Could you copy out every one of the items below word for word, leaving the pictures out of your answer?

[[ INFORMATION SUPPLIED, beginning ]]

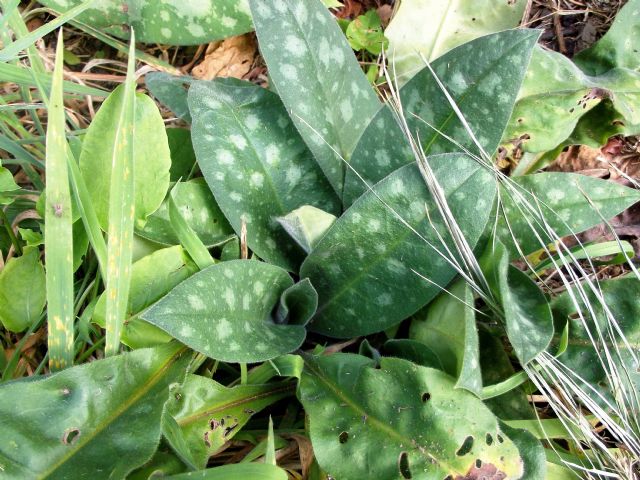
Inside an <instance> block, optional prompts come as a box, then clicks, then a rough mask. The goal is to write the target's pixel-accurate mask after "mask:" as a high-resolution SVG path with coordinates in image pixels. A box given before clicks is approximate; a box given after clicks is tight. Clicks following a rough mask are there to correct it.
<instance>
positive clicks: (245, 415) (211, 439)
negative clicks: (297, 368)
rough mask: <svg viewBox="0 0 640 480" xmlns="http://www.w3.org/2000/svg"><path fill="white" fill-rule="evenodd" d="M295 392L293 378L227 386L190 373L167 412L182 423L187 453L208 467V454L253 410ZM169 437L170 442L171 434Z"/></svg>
mask: <svg viewBox="0 0 640 480" xmlns="http://www.w3.org/2000/svg"><path fill="white" fill-rule="evenodd" d="M294 392H295V384H293V383H291V382H281V383H272V384H269V385H236V386H235V387H233V388H227V387H224V386H223V385H220V384H219V383H218V382H215V381H213V380H211V379H208V378H204V377H200V376H196V375H189V376H188V377H187V379H186V381H185V383H184V384H183V385H180V386H178V385H176V386H175V388H174V389H173V390H172V392H171V398H170V399H169V402H168V403H167V414H169V415H171V416H172V417H173V418H174V419H175V421H176V423H177V425H178V427H179V433H178V435H180V436H181V437H182V438H183V440H184V445H185V446H186V448H187V449H188V452H187V453H186V455H187V457H188V458H192V459H193V460H194V461H195V463H196V465H195V466H196V467H197V468H205V467H206V465H207V461H208V459H209V457H210V456H212V455H213V454H215V453H216V452H217V451H218V450H220V448H221V447H222V446H223V445H224V444H225V443H226V442H228V441H230V440H231V439H232V438H233V437H234V435H235V434H236V433H238V432H239V431H240V430H242V427H244V426H245V425H246V423H247V422H248V421H249V420H250V419H251V417H252V416H253V415H254V414H256V413H258V412H259V411H260V410H262V409H264V408H266V407H268V406H269V405H271V404H272V403H274V402H276V401H278V400H280V399H282V398H285V397H287V396H289V395H293V393H294ZM165 435H166V432H165ZM167 438H168V439H169V441H170V442H171V439H172V438H171V436H167ZM173 443H179V442H173ZM173 443H172V445H173ZM174 448H175V445H174Z"/></svg>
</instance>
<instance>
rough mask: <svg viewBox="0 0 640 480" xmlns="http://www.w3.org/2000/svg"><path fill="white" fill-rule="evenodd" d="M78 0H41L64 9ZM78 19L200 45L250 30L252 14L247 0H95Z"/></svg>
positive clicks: (163, 39)
mask: <svg viewBox="0 0 640 480" xmlns="http://www.w3.org/2000/svg"><path fill="white" fill-rule="evenodd" d="M80 1H81V0H71V1H69V0H44V1H43V2H41V3H42V4H43V5H46V6H47V7H50V8H53V9H55V10H58V11H63V12H64V11H66V10H68V9H69V8H70V7H73V6H74V5H77V4H78V3H80ZM77 20H78V21H80V22H83V23H87V24H89V25H91V26H92V27H94V28H98V29H100V30H104V31H105V32H106V33H109V34H111V35H115V36H117V37H120V38H124V39H128V38H130V31H131V30H135V32H136V37H137V39H138V41H140V42H145V43H161V44H165V45H199V44H201V43H207V42H212V41H214V40H221V39H223V38H226V37H230V36H233V35H240V34H242V33H246V32H250V31H251V30H252V29H253V27H252V25H251V16H250V15H249V7H248V6H247V2H246V0H198V1H195V0H191V1H189V2H178V1H176V0H167V1H164V2H162V3H160V4H158V3H156V2H151V3H150V2H147V1H145V0H129V1H128V2H127V4H126V8H125V7H123V6H122V4H121V2H120V1H118V0H103V1H100V2H94V4H93V5H92V6H91V8H89V9H88V10H87V11H86V12H84V13H82V14H81V15H79V16H78V17H77Z"/></svg>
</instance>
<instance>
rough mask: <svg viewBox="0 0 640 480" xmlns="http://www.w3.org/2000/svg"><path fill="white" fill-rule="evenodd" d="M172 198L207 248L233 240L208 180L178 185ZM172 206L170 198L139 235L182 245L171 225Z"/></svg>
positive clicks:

[[ INFORMATION SUPPLIED, end ]]

RESPONSE BELOW
Inside an <instance> block, optional prompts come as a box, then clicks, then a rough mask. The goal is to write the target's pixel-accurate mask after "mask:" as a high-resolution SVG path with coordinates in image pixels. A box given before clicks is approximate; a box given after clicks is tight. Clicks following a rough mask are there to correct it.
<instance>
positive clicks: (245, 415) (211, 439)
negative clicks: (297, 368)
rough mask: <svg viewBox="0 0 640 480" xmlns="http://www.w3.org/2000/svg"><path fill="white" fill-rule="evenodd" d="M295 392L293 378L227 386L190 373L167 412L182 423L187 453L208 467V454L253 410ZM169 437L170 442L171 434Z"/></svg>
mask: <svg viewBox="0 0 640 480" xmlns="http://www.w3.org/2000/svg"><path fill="white" fill-rule="evenodd" d="M294 392H295V384H293V383H291V382H281V383H272V384H269V385H236V386H235V387H233V388H227V387H224V386H223V385H220V384H219V383H218V382H215V381H213V380H211V379H208V378H204V377H200V376H196V375H189V376H188V377H187V379H186V381H185V383H184V384H183V385H180V386H178V385H176V386H175V388H174V389H173V390H172V392H171V398H170V399H169V402H168V403H167V414H169V415H171V416H172V417H173V418H174V419H175V421H176V423H177V425H178V427H179V433H178V435H180V436H181V437H182V438H183V440H184V445H185V446H186V448H187V449H188V452H187V453H186V455H187V457H188V458H192V459H193V460H194V461H195V463H196V465H195V466H196V467H197V468H205V467H206V465H207V461H208V459H209V457H210V456H212V455H213V454H215V453H216V452H217V451H218V450H220V448H221V447H222V446H223V445H224V444H225V443H226V442H228V441H230V440H231V439H232V438H233V437H234V435H235V434H236V433H238V432H239V431H240V430H242V427H244V426H245V425H246V423H247V422H248V421H249V420H250V419H251V417H252V416H253V415H254V414H256V413H258V412H259V411H260V410H262V409H264V408H266V407H268V406H269V405H271V404H272V403H274V402H276V401H278V400H280V399H282V398H285V397H287V396H289V395H293V393H294ZM165 435H166V432H165ZM167 438H168V439H169V441H170V442H171V439H172V438H171V436H167ZM173 443H179V442H173ZM173 443H172V445H173ZM174 448H175V445H174Z"/></svg>
</instance>
<instance>
rough mask: <svg viewBox="0 0 640 480" xmlns="http://www.w3.org/2000/svg"><path fill="white" fill-rule="evenodd" d="M78 0H41L64 9ZM78 19L200 45L250 30L252 14L247 0H95Z"/></svg>
positive clicks: (163, 39)
mask: <svg viewBox="0 0 640 480" xmlns="http://www.w3.org/2000/svg"><path fill="white" fill-rule="evenodd" d="M80 1H81V0H71V1H69V0H44V1H43V2H41V3H42V4H43V5H46V6H47V7H50V8H53V9H55V10H58V11H63V12H64V11H66V10H68V9H69V8H70V7H73V6H74V5H77V4H78V3H80ZM77 20H78V21H80V22H83V23H87V24H89V25H91V26H92V27H94V28H98V29H100V30H104V31H105V32H106V33H109V34H111V35H115V36H117V37H120V38H124V39H128V38H130V31H131V30H135V32H136V37H137V39H138V41H140V42H145V43H161V44H165V45H199V44H201V43H207V42H212V41H214V40H221V39H223V38H226V37H230V36H233V35H240V34H242V33H246V32H250V31H251V30H252V29H253V27H252V25H251V16H250V15H249V7H248V6H247V2H246V0H198V1H195V0H191V1H189V2H178V1H176V0H167V1H164V2H162V3H160V4H158V3H156V2H151V3H150V2H147V1H145V0H129V1H128V2H127V4H126V8H125V7H123V6H122V4H121V2H120V1H118V0H103V1H100V2H94V4H93V5H92V6H91V8H89V9H88V10H87V11H86V12H84V13H82V14H81V15H79V16H78V17H77Z"/></svg>
</instance>
<instance>
rough mask: <svg viewBox="0 0 640 480" xmlns="http://www.w3.org/2000/svg"><path fill="white" fill-rule="evenodd" d="M172 198L207 248L233 240L208 180L178 185ZM172 206L170 198L139 235L182 245L171 225Z"/></svg>
positive clicks:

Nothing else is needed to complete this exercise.